:: OBJECTIVE ::
The required output is the exact sequence of lines from the line holding "Target = black doormat" to the end of the records, inclusive.
::::::
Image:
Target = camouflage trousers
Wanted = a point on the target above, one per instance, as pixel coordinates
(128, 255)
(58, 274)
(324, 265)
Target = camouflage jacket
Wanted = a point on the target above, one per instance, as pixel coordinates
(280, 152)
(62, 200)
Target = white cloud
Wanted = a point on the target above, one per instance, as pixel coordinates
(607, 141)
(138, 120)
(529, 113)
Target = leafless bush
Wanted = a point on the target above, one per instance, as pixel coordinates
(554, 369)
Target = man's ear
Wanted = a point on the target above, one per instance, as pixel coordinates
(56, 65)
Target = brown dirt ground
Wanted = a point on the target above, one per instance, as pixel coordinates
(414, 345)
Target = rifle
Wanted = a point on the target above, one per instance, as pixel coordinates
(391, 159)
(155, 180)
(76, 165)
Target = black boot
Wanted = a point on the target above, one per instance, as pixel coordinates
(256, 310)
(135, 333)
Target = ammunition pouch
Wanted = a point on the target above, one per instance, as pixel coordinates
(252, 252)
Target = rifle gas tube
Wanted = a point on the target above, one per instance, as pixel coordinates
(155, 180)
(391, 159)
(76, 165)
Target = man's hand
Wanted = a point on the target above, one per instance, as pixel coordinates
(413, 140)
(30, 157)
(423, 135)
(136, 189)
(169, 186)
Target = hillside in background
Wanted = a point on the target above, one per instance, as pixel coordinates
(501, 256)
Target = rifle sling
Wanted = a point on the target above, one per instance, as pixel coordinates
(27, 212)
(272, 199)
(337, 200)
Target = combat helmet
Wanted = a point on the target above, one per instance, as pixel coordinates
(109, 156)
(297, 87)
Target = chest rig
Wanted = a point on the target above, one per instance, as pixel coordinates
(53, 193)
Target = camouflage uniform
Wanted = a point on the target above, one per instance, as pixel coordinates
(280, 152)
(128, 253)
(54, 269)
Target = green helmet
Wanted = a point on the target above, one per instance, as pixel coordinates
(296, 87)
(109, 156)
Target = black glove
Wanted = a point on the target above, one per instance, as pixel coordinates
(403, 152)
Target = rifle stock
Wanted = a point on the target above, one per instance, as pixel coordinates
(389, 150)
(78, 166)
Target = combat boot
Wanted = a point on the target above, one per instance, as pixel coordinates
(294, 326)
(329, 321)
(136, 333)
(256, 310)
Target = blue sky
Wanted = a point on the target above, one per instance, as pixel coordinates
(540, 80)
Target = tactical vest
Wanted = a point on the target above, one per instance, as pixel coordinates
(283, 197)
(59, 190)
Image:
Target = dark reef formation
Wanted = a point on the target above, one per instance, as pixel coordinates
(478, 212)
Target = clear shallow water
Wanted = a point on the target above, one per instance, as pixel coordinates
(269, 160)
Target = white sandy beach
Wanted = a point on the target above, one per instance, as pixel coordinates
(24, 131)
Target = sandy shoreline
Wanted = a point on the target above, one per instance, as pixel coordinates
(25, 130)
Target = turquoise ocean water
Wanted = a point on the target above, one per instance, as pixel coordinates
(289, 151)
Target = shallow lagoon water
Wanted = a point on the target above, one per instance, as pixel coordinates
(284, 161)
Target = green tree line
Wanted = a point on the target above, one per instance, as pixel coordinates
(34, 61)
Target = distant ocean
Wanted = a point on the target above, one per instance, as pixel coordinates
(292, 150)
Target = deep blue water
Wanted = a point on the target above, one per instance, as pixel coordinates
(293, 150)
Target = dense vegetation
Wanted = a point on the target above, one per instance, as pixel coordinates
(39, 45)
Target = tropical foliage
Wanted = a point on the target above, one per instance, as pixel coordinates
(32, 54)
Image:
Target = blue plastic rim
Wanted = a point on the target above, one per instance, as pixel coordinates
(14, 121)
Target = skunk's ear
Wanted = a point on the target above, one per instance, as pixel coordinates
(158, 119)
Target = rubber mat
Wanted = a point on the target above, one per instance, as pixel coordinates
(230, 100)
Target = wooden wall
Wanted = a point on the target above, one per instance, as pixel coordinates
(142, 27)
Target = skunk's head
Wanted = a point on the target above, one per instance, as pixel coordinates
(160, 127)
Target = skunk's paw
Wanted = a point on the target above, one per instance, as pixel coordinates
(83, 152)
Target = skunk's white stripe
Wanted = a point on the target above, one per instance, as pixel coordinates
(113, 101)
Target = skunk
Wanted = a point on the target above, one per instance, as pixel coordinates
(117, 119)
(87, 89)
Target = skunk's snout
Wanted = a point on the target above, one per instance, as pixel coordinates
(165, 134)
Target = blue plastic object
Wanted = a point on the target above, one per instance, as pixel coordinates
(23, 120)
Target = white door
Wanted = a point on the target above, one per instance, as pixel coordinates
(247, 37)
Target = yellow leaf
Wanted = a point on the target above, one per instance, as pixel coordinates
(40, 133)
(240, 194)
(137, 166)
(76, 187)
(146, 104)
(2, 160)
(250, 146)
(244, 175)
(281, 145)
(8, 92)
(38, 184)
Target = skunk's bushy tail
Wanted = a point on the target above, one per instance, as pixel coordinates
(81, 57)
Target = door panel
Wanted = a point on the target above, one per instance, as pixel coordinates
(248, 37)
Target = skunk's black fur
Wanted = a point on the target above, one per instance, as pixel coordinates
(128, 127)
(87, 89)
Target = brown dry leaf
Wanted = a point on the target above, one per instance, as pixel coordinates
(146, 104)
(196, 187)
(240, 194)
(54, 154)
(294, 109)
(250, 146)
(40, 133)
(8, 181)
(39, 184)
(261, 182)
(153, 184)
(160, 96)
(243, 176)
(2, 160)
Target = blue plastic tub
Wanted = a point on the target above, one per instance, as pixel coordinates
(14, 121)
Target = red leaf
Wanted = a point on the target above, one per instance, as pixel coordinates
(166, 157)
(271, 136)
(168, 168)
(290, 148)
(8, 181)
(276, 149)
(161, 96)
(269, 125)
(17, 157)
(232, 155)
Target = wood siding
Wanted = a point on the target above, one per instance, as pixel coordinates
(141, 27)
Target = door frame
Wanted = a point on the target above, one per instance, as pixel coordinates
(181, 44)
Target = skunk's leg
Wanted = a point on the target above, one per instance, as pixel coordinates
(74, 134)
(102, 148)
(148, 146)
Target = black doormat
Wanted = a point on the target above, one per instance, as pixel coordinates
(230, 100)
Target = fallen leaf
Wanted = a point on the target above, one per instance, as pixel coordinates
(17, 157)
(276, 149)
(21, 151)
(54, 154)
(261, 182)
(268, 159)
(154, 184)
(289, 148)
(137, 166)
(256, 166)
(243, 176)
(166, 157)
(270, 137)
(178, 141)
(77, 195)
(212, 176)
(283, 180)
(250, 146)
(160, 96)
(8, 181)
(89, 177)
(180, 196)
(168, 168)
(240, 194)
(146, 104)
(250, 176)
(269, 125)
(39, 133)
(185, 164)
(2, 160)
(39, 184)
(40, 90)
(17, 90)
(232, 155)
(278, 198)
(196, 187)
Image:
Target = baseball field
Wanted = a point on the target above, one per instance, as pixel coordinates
::::::
:: RESPONSE FOR THIS EXERCISE ::
Target = black doormat
Wanted = a point on the target above, one per instance, as pixel coordinates
(230, 100)
Target = fallen leaf
Wanted = a point on the target above, one per instance, as pixel coordinates
(17, 157)
(276, 149)
(21, 151)
(54, 154)
(261, 182)
(268, 159)
(154, 184)
(289, 148)
(137, 166)
(256, 166)
(243, 176)
(166, 157)
(270, 137)
(178, 141)
(77, 195)
(212, 176)
(283, 180)
(250, 146)
(160, 96)
(8, 181)
(89, 177)
(180, 196)
(168, 168)
(240, 194)
(146, 104)
(250, 176)
(269, 125)
(39, 133)
(185, 164)
(2, 160)
(39, 184)
(40, 90)
(17, 90)
(232, 155)
(278, 198)
(196, 187)
Image:
Target = baseball field
Wanted = a point on the target above, one per instance, as pixel coordinates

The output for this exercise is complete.